(Dataset excerpt)
* START *

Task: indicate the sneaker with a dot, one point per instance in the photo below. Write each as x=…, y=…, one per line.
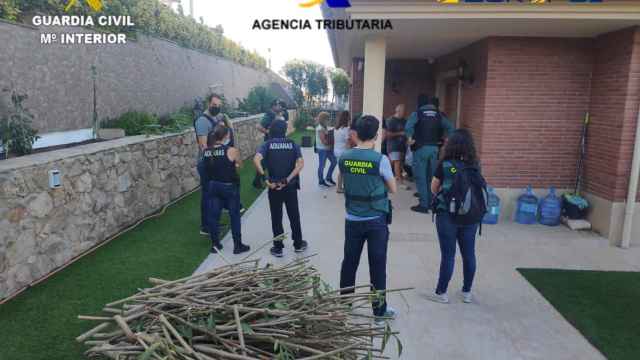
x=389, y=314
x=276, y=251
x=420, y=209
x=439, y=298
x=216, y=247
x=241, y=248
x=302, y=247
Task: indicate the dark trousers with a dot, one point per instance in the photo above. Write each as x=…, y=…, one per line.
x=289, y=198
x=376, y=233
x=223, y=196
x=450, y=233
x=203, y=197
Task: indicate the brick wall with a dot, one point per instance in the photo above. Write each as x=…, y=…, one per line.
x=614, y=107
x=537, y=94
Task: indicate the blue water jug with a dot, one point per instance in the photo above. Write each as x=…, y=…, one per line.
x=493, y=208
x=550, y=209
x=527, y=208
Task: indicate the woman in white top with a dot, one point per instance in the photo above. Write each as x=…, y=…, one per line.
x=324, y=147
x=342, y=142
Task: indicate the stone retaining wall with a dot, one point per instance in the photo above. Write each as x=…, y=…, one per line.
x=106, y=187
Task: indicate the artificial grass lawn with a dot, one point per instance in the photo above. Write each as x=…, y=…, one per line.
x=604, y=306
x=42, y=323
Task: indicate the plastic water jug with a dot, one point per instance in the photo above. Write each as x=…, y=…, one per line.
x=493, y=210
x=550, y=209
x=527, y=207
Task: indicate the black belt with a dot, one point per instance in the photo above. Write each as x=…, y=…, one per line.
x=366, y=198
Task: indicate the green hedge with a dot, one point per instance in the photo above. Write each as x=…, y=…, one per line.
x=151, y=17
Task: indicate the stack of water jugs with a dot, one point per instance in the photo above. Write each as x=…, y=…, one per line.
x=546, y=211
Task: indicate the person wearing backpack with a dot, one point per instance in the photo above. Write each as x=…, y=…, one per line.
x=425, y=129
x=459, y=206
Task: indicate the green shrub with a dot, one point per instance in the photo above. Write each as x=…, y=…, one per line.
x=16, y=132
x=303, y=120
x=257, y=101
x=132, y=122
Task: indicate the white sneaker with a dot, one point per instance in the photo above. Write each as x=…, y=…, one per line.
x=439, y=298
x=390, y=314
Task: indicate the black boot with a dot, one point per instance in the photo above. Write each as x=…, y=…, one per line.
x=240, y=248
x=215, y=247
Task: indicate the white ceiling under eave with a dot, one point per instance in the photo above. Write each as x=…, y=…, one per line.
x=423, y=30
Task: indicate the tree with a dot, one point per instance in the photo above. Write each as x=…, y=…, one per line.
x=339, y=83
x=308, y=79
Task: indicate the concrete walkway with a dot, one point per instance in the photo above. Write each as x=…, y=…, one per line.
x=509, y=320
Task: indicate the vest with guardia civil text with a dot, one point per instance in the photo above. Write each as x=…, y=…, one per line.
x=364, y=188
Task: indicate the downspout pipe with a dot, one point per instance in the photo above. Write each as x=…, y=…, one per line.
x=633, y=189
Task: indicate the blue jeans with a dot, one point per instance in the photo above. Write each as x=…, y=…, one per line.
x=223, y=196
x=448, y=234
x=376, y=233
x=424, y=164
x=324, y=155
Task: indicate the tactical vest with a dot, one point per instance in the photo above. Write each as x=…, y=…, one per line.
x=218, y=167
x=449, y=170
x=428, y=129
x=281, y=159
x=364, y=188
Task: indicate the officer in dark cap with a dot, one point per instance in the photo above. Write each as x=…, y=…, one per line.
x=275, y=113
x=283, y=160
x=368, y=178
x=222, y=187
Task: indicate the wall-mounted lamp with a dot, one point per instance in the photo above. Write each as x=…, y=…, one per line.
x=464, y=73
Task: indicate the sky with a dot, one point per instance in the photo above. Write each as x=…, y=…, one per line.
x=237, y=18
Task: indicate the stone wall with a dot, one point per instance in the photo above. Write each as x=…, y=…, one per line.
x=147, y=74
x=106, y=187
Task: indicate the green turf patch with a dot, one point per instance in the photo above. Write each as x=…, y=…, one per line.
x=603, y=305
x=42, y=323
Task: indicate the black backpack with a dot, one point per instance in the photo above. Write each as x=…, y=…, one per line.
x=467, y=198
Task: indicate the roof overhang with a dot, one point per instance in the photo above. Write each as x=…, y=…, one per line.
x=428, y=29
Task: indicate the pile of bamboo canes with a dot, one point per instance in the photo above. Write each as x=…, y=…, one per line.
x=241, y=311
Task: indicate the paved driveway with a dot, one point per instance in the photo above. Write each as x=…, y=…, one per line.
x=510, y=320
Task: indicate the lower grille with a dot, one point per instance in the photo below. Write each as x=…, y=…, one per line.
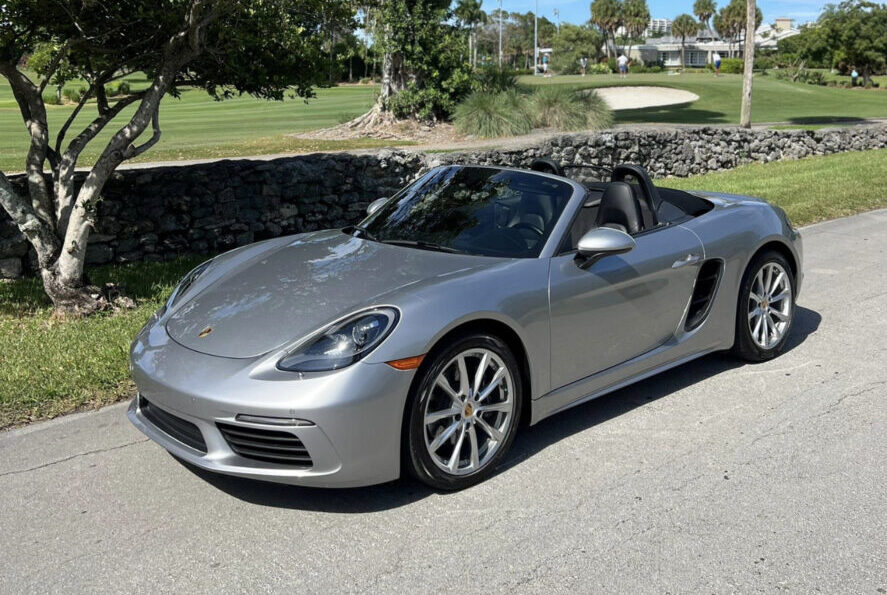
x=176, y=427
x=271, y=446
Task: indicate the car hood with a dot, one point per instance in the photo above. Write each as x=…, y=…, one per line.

* END *
* START *

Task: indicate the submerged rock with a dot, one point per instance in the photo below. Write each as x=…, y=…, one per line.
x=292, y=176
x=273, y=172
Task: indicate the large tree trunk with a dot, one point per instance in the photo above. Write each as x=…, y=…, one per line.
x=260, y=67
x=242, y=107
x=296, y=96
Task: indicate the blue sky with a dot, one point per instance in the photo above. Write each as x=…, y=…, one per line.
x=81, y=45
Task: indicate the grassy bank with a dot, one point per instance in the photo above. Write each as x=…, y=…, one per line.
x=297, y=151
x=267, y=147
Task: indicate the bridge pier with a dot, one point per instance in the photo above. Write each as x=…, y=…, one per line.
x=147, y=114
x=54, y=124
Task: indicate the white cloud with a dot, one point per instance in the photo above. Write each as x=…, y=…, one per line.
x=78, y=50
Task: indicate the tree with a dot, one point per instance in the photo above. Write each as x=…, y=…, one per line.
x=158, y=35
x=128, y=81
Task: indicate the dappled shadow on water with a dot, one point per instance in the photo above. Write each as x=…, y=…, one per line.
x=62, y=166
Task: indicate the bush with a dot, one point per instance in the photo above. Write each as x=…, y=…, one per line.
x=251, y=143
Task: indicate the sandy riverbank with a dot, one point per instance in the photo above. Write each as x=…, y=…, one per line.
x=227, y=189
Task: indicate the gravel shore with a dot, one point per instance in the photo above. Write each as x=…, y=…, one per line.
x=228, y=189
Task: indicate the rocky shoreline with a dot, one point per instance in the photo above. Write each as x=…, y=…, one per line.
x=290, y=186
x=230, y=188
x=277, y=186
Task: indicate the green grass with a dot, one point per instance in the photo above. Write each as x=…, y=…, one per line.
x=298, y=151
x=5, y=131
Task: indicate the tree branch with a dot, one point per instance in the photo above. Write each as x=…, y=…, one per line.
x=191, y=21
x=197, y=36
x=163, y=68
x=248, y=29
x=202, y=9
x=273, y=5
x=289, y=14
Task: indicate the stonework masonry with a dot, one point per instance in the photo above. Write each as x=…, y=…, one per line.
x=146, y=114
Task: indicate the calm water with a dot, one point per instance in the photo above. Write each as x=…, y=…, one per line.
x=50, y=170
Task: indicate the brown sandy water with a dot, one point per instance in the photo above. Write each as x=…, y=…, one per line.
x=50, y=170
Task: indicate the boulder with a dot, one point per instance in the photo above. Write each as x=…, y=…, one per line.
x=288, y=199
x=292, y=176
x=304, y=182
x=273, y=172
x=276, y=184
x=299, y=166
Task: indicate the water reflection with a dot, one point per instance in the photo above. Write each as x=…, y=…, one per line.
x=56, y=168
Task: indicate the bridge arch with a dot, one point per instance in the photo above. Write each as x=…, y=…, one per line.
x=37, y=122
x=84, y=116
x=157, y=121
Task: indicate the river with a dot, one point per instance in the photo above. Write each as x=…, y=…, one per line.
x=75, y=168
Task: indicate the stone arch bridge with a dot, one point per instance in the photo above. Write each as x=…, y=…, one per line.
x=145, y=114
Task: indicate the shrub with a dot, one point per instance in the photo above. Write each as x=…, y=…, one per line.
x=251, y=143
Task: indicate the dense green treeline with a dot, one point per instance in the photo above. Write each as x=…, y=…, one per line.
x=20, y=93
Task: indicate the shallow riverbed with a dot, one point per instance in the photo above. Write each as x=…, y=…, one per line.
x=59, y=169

* END *

WRITTEN PROBLEM: Update the lines from the line with "Task: indicate the tree branch" up to and including the line with "x=146, y=114" by replacing "stonework masonry" with "stone masonry", leaving everything else unchanged, and return only those lines.

TASK OUTPUT:
Task: indicate the tree branch with a dot, one point per instance in the photo above. Write each as x=…, y=…, one per line.
x=191, y=21
x=197, y=36
x=163, y=68
x=248, y=29
x=202, y=9
x=273, y=5
x=289, y=14
Task: indicate the stone masonry with a dot, one point per instance in the photo above. Write each as x=…, y=…, one per line.
x=146, y=114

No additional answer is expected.